» Problem requirements
Say how many lines of the data contain "each", and nothing more.

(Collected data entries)
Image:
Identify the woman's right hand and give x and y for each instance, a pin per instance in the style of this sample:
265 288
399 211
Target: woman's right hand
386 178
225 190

--

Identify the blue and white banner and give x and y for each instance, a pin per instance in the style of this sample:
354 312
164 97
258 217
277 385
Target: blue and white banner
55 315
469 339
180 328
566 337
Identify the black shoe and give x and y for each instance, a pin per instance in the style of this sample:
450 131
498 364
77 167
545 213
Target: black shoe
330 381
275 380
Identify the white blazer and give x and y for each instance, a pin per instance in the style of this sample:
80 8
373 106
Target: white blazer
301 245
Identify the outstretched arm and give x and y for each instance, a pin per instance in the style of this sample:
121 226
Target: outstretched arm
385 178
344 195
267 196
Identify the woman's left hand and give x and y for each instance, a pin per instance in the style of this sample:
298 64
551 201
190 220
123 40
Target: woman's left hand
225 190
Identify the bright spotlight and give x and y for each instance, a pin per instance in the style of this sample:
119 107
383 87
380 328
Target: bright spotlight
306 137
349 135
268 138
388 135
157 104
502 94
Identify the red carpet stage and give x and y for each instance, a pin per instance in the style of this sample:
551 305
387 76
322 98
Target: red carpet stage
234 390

» Exercise result
8